Saved entries
━━━━━━━━━━━━━━━━

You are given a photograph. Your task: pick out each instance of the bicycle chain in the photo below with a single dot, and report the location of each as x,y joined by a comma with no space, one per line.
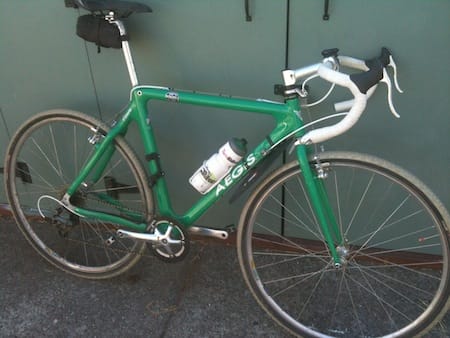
112,234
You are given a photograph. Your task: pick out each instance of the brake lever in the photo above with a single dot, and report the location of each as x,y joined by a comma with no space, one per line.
394,67
388,83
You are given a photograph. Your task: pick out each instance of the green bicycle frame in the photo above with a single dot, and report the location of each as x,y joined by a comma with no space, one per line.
288,125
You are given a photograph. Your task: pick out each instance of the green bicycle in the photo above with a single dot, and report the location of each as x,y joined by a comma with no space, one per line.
324,242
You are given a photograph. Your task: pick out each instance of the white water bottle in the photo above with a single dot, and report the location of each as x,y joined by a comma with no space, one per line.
218,165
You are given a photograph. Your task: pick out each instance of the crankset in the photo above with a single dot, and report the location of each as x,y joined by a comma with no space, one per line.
167,240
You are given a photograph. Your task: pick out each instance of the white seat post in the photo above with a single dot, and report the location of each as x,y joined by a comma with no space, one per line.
127,53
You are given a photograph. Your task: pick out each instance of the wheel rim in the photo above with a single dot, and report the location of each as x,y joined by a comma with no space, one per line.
295,279
54,149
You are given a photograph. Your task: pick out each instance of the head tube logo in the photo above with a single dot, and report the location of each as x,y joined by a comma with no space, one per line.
236,173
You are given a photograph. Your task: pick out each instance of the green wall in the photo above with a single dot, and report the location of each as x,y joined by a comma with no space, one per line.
207,45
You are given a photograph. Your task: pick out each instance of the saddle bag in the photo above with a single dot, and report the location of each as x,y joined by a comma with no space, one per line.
94,28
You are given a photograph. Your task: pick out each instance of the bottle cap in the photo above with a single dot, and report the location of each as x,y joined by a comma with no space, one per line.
238,146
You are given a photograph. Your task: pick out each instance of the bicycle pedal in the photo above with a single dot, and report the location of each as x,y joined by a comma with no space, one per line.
110,241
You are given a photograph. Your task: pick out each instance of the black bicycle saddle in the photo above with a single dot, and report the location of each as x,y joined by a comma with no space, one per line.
122,8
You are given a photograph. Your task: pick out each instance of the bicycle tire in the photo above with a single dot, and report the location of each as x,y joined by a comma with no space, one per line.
395,278
43,157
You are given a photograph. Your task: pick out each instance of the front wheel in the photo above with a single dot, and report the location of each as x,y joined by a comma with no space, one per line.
394,278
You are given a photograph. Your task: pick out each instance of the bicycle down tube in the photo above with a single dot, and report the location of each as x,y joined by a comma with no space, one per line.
288,124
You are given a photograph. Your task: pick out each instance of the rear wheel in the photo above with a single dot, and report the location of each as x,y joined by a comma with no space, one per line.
43,158
394,278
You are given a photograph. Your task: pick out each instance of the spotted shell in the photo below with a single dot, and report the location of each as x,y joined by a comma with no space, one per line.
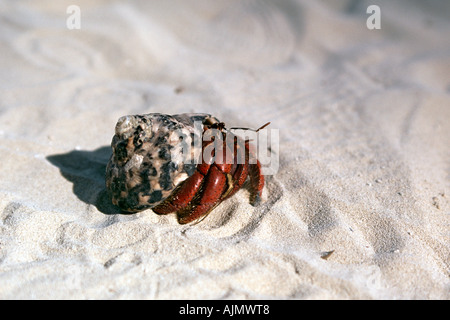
148,160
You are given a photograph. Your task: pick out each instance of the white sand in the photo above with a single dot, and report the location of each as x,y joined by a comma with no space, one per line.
364,151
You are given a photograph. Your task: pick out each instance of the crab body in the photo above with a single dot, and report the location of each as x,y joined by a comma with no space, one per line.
186,163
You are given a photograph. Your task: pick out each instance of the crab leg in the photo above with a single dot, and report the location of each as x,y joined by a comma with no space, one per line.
183,195
240,170
211,192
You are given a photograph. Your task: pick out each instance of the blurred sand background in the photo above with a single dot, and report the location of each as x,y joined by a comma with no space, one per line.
359,208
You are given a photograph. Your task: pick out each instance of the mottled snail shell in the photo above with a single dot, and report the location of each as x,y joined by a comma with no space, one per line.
148,161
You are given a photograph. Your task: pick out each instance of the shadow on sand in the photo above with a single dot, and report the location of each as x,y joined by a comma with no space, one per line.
86,170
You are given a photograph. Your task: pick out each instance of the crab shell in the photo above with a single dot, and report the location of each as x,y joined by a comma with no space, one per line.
148,160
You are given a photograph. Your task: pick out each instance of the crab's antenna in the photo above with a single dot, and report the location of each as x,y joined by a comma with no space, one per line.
260,128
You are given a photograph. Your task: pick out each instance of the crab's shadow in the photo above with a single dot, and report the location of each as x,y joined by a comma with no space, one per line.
86,170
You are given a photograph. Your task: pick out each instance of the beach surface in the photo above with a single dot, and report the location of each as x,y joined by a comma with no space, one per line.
358,207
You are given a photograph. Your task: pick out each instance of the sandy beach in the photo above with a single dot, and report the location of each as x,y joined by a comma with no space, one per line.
358,208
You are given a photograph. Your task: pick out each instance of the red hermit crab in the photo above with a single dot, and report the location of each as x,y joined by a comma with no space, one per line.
186,163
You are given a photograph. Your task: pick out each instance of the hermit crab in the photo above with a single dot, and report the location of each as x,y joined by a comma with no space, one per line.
185,163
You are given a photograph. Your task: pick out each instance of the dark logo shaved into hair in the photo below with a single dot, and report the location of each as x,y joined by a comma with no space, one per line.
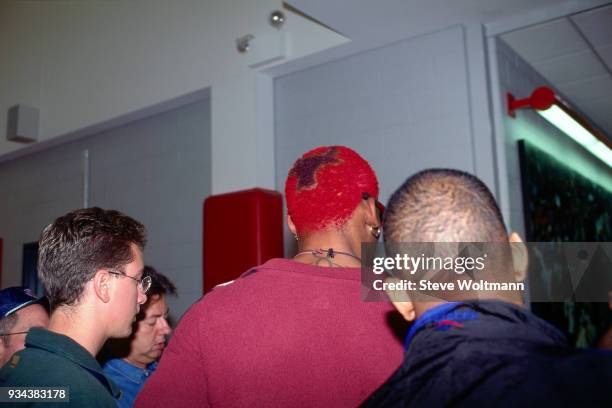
305,169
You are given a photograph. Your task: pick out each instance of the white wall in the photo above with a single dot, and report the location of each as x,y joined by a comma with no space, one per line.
87,64
412,105
157,170
519,78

━━━━━━━━━━━━━━━━

Give the data above back unchanged, except for the pictures.

(RESPONSE)
You are given a photograph. Your task: pick out each instance of the bicycle chain in the photo below with a single dot, and report the location of each as x,y joined by a comma with no space, one per line.
112,234
You are given a photograph. Your task: pick out each instance of the brake lever in the photo above with a single dot, and report the location of each as x,y joined by a comma with no space, one per line.
394,67
388,83
You are given a photograph. Your task: pick out each instance of the green bicycle frame in the photo above with a single dot, and report the location of each as x,y joined by a comma with no space, one per line.
288,125
You are given a photograph. Your task: pick out each instance of the green bicycle in the photo above with a single dot, and report the location of each as x,y joined by a comma with no space, one per line.
324,242
You are given a photograph. Your task: pick out each instance of the white water bottle in the photo above with a single dot, and report the location of each as x,y joined by a comma with no space, one per line.
218,165
You are given a photograph. Your task: pick out each instance of the crankset in the photo above with a single dot, and report the location of each as x,y joined by a comma with no space, one per line.
167,240
You are given a photograph. Your task: pick out each instance of the white seat post in the photo above with a single dot, and report the location of each as x,y joined by a comma with no space, one per line.
127,53
You are given a photograph. Your task: pick out each instance of the wheel rim in the photo above with a single dot, and report the location of each as x,y joined by a comma with no space, one per line.
295,279
54,149
You are given a photograph. Your task: pick out each instance of the head tube logo in the photo above with a single dot, and report the location of each as x,y joined by a comma with no space, one per line.
236,173
You are given a photograph. Your task: pick out each instance of the green wall in the photo above with a single dot, and report the location of each as x,y joined by a comma with no space, one per line.
207,45
You are given a photograph. Your task: pick out each instance of the saddle bag in the photo above with a single dot, and report the location of each as x,y joined by a comma with no space, one per line.
94,28
You are given a photograph. Your task: pick out each instance of the bottle cap in the photo above with a single dot, and report the location of each as x,y joined by a comma with no space, one per line.
238,146
You are given a photograph. Your task: pick out each instance of the bicycle pedal in the photo above with a single dot, and report the location of each as x,y joined by a comma with no space, one per line.
110,241
You are given a photograph. Your task: pick out each instance of the black bicycle saddle in the photo above with a single dot, and report the location of each as x,y joined by a comma with no space, one per line.
122,8
You are given a photograph. Your task: pick out each instance of the bicycle tire in the photo above with a single dot, and report the location of each as x,y joined by a comma with no space, one per line.
395,278
43,157
You are given a photograph. Your task: pick out each instance of the front wheel in the photo above with a single dot, and report the location of each as x,y joined by a comma with no space, one per line.
394,278
You are given a photograph. Your task: pick out each instance of the bicycle down tube in the photo above with a single dot, and report the location of each as x,y joined by a comma with no space, one per line.
288,124
You are given a photograph. Your task: pick out each instance of the rear wheel in the photo above with a single dot, and report the location of each as x,y joined by a comma with no space, one per line.
43,158
394,278
You are given a photograph. Your task: pick out each instance of the spotted shell in the photo below with a single dot, and report the location of each as x,y joined by a comma with no space, one per line.
148,160
You are given a photograph. Your task: pick out each instance of the white sand in the photo above with a single dot, and report the location of each as x,y joined by a comma with no space, one per line.
364,151
You are given a photograph. Your task: pick out each instance of the crab body in the photo above with a single dot, and report the location of each as x,y joined by a comma with no space, one per line.
186,163
You are given a photograph. Your task: pick out each instance of the crab leg in the photo above with a single dot, and report the location of each as x,y joined by a comma with no space, one per line.
183,195
240,170
211,192
You are given a photograph. Your task: pick out each instance of the blurred sand background in the photo above with a single dot, and report the location of each as x,y joined by a comma with no space, one per line.
359,208
You are given a photograph. Your task: pick out each instance of the mottled snail shell in the photo above with a single dot, and report the location of each as x,y joined by a comma with no space, one per line.
148,161
You are given a photograph. Your task: pick out each instance of the shadow on sand in the photo above with a single dot, and report the location of each as x,y joined by a comma with no space, one per line.
86,170
You are given a photograph. Your task: pick out each instance of the crab shell in the photo above with a single dot, and report the location of each as x,y joined by a comma with no space, one per line.
148,160
You are given a photograph. Your task: pick out each instance of the crab's antenna in the photo above with a single dot, and report the location of each as x,y joined by a comma with no space, one per line.
260,128
You are given a photograph. Your task: pick out each instance of the crab's shadow in the photo above with a single dot, and report the location of each as x,y joined by a comma with no space, one per line.
86,170
You are given a photograph. Your task: pick out each instance of the beach surface in the photo above with a single dot, and report the location of each as x,y joined by a comma with no space, one per line.
358,207
You are given a photograph. Your task: pick out each instance of the sandy beach in the photo above with a single dot, and report the location of each as x,y joined by a comma with no space, one per line.
358,208
You are given a photograph. Your task: pick out each instance of the red hermit crab in the photo above with a single dot, and report the location of each as x,y joined by a comma with no space, one per line.
186,163
You are given a photograph. Your task: pick out each instance of the hermit crab in the photo above with a single dot, and report the location of each as x,y joined by a comma with no space, one per line.
185,163
You are given a photograph. Your task: pick out each instance of the dark logo shaved into hair in the photo below with a single dot, and report the location of each as x,y joined by a comma with no space, one per line.
305,169
You are given a photograph. Your task: pick out each instance of the white wall in the photo above with a single dot, and report the location of each as x,y joined by a comma with no space, one per line.
87,64
412,105
157,170
519,78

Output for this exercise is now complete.